Can you rewrite the listing from the line containing "Pin each instance of the white chalk" down to the line containing "Pin each instance of the green vegetation", swapping "shelf-audit tool" for "inventory tool" and leaving everything else as is?

((

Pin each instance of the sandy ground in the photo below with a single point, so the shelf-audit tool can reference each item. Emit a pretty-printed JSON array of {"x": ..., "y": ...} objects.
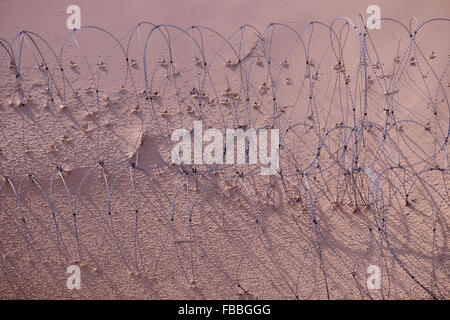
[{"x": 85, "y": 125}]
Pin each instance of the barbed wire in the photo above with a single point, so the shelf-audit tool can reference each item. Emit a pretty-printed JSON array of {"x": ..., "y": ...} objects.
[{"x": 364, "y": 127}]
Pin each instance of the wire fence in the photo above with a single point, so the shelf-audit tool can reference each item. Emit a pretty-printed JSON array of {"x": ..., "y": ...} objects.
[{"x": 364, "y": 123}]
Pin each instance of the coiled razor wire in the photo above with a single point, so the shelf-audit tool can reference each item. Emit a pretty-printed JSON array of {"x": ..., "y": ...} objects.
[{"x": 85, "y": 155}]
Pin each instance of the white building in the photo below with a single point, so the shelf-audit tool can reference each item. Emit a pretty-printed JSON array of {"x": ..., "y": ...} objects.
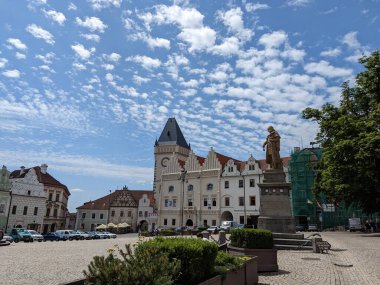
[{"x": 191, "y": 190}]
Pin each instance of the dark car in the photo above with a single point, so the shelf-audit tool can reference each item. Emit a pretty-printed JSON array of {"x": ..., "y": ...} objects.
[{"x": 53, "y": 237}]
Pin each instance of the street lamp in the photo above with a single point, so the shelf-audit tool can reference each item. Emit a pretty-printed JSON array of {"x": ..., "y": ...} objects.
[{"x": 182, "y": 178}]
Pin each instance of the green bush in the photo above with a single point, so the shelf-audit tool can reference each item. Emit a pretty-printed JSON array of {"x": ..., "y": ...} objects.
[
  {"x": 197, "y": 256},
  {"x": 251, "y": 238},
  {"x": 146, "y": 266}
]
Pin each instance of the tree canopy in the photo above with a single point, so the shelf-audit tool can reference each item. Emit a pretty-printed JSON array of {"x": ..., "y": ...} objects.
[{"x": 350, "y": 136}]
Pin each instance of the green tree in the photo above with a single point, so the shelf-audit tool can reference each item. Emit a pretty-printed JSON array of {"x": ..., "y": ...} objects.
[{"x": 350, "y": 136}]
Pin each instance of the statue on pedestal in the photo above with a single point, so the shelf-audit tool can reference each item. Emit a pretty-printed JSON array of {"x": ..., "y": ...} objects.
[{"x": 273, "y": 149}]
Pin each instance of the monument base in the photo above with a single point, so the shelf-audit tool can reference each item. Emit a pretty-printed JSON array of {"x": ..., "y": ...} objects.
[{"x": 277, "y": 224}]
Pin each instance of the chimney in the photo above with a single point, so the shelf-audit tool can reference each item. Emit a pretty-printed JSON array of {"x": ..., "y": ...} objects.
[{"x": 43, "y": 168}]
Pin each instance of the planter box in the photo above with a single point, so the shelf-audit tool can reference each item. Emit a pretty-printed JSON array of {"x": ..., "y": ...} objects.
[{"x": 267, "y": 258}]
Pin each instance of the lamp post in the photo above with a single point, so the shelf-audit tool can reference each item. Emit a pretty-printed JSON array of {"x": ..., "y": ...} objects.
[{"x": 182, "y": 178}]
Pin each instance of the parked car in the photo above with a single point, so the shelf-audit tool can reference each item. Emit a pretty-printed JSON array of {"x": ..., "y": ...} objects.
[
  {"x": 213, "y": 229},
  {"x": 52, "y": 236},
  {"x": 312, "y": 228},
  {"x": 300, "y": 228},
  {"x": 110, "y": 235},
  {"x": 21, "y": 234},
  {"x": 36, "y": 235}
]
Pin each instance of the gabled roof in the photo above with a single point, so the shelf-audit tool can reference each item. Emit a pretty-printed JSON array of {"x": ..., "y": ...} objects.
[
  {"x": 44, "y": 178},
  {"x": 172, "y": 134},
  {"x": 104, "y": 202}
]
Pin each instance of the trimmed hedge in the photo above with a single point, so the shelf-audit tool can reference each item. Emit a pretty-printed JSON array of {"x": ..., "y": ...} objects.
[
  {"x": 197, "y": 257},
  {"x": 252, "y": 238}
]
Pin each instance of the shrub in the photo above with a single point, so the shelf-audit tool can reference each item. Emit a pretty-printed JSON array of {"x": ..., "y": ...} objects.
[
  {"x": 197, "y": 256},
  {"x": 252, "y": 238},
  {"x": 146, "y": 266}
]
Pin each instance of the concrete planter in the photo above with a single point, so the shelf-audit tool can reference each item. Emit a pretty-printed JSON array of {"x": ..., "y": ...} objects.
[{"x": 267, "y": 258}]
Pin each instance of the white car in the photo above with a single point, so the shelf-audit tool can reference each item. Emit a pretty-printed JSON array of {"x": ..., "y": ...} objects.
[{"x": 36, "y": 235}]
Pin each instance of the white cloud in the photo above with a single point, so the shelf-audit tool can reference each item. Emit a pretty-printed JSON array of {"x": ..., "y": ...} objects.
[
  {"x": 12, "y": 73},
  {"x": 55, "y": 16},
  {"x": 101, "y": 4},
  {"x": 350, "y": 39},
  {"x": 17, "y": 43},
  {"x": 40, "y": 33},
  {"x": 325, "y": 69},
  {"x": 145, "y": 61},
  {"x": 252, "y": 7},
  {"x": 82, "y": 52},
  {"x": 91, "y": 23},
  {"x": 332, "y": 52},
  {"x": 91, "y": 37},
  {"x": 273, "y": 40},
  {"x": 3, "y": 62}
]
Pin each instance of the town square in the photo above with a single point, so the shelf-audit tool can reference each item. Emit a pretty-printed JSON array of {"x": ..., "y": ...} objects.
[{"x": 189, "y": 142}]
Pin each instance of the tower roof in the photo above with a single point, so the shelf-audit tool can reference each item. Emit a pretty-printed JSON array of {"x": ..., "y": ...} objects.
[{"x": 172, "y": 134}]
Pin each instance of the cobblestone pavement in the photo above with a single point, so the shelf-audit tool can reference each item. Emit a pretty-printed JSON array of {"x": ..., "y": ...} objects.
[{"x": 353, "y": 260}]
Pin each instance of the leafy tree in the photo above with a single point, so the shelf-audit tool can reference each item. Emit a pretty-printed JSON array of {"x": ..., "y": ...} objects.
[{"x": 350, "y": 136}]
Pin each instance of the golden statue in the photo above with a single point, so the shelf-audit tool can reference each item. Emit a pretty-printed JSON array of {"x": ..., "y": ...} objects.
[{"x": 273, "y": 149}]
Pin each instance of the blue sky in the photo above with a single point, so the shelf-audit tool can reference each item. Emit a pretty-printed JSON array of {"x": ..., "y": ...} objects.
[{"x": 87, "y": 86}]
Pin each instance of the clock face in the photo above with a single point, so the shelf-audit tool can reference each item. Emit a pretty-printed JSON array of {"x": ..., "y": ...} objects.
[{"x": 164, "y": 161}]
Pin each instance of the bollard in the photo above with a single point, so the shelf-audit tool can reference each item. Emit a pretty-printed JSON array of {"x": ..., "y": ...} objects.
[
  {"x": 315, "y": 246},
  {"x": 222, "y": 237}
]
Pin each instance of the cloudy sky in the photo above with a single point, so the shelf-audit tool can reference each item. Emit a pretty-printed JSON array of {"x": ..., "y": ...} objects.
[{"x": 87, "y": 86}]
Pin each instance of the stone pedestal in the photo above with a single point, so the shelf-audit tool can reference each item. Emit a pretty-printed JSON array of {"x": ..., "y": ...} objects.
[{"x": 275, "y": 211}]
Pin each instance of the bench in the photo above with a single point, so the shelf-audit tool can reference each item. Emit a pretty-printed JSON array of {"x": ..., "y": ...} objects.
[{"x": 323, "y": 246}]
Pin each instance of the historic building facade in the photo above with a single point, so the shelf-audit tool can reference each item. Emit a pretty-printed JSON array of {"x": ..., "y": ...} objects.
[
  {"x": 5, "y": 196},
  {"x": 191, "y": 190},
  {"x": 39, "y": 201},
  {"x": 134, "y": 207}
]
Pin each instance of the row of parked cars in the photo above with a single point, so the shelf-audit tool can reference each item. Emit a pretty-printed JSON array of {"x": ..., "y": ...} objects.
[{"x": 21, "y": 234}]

))
((

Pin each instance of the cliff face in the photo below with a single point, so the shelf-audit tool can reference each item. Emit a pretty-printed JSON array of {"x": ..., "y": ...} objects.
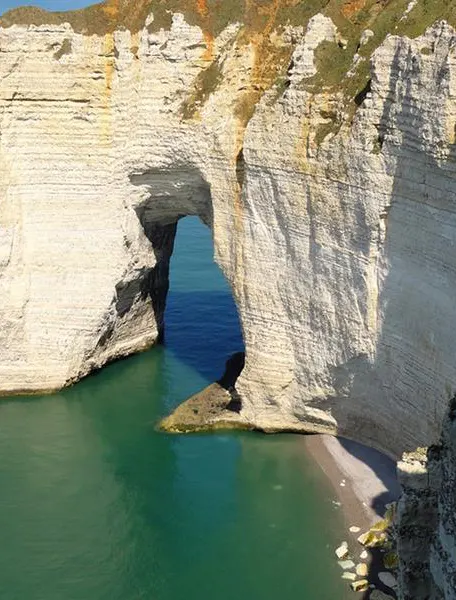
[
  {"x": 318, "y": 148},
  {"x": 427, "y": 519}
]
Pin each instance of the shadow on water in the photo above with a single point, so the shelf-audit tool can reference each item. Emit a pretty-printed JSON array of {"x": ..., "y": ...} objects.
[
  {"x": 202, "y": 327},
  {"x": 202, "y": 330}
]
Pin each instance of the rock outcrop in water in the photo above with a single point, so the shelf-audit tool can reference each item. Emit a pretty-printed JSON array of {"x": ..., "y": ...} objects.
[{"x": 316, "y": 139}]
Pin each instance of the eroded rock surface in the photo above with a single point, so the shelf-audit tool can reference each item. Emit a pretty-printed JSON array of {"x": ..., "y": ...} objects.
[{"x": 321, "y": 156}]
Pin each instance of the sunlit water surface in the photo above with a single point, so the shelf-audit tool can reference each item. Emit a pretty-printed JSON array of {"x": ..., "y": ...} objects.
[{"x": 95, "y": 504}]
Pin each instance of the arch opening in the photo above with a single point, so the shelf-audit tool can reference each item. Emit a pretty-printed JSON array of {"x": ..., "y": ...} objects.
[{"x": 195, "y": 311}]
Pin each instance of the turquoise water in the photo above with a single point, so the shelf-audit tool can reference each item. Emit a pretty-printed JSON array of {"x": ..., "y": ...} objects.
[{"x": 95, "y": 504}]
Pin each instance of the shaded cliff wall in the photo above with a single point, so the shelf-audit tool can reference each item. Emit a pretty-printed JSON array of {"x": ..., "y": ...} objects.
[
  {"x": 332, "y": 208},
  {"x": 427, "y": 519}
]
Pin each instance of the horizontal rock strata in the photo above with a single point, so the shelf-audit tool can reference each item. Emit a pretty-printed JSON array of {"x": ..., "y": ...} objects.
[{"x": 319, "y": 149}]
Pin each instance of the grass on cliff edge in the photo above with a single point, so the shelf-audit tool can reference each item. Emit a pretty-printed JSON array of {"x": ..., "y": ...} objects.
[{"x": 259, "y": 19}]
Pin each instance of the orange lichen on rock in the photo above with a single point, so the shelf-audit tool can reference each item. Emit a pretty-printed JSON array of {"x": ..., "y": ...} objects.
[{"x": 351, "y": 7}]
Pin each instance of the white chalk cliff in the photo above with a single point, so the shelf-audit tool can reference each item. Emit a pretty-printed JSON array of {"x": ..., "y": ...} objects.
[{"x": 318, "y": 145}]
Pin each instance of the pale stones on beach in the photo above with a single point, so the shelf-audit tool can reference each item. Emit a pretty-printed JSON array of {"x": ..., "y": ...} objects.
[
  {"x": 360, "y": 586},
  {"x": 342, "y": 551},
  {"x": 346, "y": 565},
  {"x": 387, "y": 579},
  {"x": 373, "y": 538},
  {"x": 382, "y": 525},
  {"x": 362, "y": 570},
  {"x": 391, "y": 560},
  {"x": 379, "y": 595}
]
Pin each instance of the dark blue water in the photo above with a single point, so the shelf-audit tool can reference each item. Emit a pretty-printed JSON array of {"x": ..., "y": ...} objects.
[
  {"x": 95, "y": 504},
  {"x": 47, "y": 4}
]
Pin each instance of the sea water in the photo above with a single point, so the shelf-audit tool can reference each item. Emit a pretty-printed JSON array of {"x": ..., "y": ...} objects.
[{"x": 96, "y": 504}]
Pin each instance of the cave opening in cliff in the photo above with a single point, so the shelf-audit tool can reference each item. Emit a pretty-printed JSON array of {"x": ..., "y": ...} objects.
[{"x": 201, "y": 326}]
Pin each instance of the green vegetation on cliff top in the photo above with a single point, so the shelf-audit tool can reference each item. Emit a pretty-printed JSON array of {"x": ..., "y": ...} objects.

))

* Task output *
Pin each instance of the white chalk cliff in the photo above with a single point, so the inventory tool can reference each item. Emit a pretty-printed JSON array of {"x": ..., "y": ...} objects.
[{"x": 318, "y": 145}]
Pin each instance of the pale stones on beach in the photo above with a single point, so the inventory tool can reference each item. Emit a pretty-printed JSON array of {"x": ..., "y": ...} objects.
[
  {"x": 360, "y": 586},
  {"x": 342, "y": 551},
  {"x": 346, "y": 565},
  {"x": 387, "y": 579},
  {"x": 373, "y": 538},
  {"x": 382, "y": 525},
  {"x": 362, "y": 570},
  {"x": 391, "y": 560},
  {"x": 379, "y": 595}
]
Pin each instance of the dark blue water in the photo above with a single point, so the inventory tool can reference each item. Emit a pretty-printed JSON array of {"x": ..., "y": ...} objects.
[
  {"x": 95, "y": 504},
  {"x": 47, "y": 4}
]
Pin each instance of the sea water in the photo above with a single point, so the inventory tool can reference each item. Emit a pretty-printed JSON array of {"x": ..., "y": ...} objects.
[{"x": 96, "y": 504}]
Pin each instance of the cave opening in cliff in the photo above with a single point, so the inventory tool can reference each item. Emit a pretty-printed JSON array of {"x": ..., "y": ...} objects.
[{"x": 201, "y": 326}]
Pin each instance of the green vegetation on cliff top in the photo above with a single point, so the inventory tool can reference each item. Emit a pretty-printed JSON array of {"x": ..., "y": ...} objects.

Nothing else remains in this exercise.